**** WORKING DATA ****

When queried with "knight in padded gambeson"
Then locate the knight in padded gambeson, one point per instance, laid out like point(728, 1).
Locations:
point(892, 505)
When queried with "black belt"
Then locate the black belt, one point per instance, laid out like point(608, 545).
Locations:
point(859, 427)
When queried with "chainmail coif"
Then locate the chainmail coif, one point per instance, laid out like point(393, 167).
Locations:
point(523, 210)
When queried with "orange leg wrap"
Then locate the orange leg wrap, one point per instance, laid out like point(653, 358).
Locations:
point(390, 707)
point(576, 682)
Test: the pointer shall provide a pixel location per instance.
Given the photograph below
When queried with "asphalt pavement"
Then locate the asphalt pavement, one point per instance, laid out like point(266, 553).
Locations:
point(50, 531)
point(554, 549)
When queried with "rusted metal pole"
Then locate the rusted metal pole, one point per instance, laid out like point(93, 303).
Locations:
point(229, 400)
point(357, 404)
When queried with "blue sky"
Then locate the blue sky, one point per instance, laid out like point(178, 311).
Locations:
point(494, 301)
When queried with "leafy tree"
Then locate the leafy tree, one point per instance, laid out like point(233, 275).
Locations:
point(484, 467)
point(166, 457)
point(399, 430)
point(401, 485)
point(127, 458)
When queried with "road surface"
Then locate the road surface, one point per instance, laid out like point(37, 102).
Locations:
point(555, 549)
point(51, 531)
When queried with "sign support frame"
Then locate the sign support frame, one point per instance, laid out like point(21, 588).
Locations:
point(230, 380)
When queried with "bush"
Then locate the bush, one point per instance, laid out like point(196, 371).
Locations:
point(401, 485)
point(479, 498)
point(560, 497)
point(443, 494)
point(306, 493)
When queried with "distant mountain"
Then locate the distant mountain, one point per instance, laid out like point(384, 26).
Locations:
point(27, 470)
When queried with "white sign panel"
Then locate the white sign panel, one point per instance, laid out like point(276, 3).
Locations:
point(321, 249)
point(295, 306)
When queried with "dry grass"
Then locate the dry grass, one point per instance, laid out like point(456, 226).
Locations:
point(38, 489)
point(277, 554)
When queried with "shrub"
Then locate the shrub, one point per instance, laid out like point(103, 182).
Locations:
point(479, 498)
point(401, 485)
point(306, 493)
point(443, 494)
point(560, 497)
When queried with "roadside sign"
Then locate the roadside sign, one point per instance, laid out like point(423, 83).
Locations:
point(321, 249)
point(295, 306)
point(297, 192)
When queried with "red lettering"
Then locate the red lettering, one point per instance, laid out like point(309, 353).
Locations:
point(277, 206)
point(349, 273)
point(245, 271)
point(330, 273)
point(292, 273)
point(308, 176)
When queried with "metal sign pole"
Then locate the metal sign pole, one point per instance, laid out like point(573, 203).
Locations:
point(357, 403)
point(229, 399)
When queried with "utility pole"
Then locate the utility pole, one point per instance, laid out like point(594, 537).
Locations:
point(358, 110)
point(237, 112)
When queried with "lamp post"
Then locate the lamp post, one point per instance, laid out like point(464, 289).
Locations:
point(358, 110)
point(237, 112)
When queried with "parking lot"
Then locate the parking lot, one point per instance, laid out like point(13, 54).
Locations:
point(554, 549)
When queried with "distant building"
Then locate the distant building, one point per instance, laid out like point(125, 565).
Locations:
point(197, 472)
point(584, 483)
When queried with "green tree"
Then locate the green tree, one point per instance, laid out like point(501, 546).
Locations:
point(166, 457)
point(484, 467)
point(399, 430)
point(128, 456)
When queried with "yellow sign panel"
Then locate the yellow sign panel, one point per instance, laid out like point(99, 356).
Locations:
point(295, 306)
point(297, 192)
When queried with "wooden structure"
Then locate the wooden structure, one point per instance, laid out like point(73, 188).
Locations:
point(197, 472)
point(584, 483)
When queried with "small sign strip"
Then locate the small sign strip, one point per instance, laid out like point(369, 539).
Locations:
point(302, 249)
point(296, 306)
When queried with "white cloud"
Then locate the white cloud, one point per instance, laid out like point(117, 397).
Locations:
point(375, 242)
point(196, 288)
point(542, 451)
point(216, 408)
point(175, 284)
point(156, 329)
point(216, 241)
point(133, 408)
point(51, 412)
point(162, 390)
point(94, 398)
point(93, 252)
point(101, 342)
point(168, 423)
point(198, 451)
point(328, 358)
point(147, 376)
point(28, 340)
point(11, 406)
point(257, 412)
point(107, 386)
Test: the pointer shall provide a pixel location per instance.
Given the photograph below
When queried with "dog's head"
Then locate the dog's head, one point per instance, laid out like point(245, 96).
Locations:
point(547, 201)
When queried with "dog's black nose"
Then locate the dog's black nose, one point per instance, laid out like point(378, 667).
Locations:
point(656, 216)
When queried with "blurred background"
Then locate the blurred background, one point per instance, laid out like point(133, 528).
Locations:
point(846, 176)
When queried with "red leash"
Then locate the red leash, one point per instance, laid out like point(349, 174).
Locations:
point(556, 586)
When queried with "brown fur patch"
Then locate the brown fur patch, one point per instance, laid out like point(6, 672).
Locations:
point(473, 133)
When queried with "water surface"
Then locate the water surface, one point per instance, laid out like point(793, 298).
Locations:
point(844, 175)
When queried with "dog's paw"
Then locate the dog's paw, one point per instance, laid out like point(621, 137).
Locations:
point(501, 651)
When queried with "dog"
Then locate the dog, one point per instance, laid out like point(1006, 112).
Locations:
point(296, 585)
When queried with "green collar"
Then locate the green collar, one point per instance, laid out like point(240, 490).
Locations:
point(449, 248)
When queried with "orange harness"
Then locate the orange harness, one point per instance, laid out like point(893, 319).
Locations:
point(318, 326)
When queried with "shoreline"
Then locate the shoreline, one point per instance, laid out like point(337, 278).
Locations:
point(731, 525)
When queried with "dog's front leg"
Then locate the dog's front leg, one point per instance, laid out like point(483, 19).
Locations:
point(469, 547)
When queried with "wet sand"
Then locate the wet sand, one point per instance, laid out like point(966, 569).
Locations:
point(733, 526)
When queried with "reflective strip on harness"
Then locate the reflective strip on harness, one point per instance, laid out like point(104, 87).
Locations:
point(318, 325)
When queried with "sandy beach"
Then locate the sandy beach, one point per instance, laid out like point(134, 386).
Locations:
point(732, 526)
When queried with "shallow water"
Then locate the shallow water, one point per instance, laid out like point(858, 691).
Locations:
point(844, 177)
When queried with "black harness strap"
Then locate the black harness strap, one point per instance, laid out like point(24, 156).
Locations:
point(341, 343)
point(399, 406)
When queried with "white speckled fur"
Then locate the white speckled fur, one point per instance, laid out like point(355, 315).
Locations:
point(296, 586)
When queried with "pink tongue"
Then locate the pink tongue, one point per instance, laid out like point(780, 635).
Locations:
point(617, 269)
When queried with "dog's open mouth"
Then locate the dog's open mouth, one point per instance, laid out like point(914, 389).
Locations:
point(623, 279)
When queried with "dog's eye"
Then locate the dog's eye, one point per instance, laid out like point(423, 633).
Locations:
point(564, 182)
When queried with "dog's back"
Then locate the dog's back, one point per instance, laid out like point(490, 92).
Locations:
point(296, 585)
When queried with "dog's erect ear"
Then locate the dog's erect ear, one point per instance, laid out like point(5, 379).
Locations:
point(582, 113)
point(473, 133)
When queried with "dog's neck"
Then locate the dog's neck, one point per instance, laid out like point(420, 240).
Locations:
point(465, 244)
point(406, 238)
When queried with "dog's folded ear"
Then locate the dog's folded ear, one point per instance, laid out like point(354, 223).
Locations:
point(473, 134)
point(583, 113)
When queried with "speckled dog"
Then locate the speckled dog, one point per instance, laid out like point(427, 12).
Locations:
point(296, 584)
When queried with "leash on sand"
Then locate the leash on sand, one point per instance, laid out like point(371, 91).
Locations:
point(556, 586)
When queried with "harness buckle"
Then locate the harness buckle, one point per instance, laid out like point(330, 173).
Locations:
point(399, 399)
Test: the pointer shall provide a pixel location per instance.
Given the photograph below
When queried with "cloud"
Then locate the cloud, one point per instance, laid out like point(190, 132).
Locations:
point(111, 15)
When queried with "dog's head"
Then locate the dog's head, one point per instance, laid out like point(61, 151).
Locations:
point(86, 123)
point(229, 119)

****

== ASSIGNED TASK ==
Print again the lines of the entries above that fall between the line holding "Then locate the orange leg" and the line holding "Then locate the distant mountain, one", inclusive, exactly as they stand.

== ANSWER FOR THE TASK ==
Then locate the orange leg wrap, one point per instance, laid out like point(653, 358).
Locations:
point(390, 707)
point(576, 682)
Test: the pointer shall provide a pixel location per instance.
Given the photograph below
When queried with "asphalt pavement"
Then locate the asphalt pavement, one point per instance, laid out like point(266, 553).
Locations:
point(50, 531)
point(554, 549)
When queried with "rusted metal pole"
Then locate the rusted metal pole, one point per instance, laid out like point(93, 303).
Locations:
point(229, 400)
point(357, 404)
When queried with "blue sky"
Then locate the blue sky, one point per instance, laid out like point(178, 311).
Locations:
point(494, 301)
When queried with "leafy tree"
Then locate the leafy tree, one point per instance, laid out like point(233, 275).
Locations:
point(484, 467)
point(166, 457)
point(399, 430)
point(401, 485)
point(127, 458)
When queried with "road surface"
Then locate the road surface, one point per instance, laid out like point(37, 102).
Locations:
point(555, 549)
point(51, 531)
When queried with "sign support frame"
Then locate the sign support frame, one point per instance, laid out like point(21, 588).
Locations:
point(230, 380)
When queried with "bush"
Then locate the bush, one point per instance, laid out like point(196, 371).
Locations:
point(401, 485)
point(479, 498)
point(560, 497)
point(443, 494)
point(306, 493)
When queried with "distant mountain"
Then locate the distant mountain, one point per instance, laid out like point(384, 26).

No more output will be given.